## EXERCISE GOAL
Among the entries that follow, find every line with the word "Need" and copy it.

## Records from a dataset
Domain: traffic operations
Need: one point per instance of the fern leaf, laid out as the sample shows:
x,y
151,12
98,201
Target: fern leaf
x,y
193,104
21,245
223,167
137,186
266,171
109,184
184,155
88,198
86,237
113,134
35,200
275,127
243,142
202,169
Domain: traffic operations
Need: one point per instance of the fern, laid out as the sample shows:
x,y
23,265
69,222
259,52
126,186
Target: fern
==
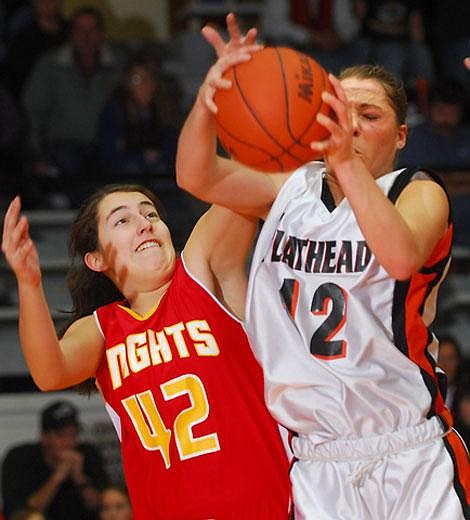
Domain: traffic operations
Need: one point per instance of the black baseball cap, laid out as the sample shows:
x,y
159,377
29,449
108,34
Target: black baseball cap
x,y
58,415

## RESPONSE TO THE TASK
Need: one point per instance of the fern leaf, laid out as the sample shows:
Need: one point per instance of the fern, laid out as the sample shows:
Need: one point per instance of the black baseball cap, laid out as the sample shows:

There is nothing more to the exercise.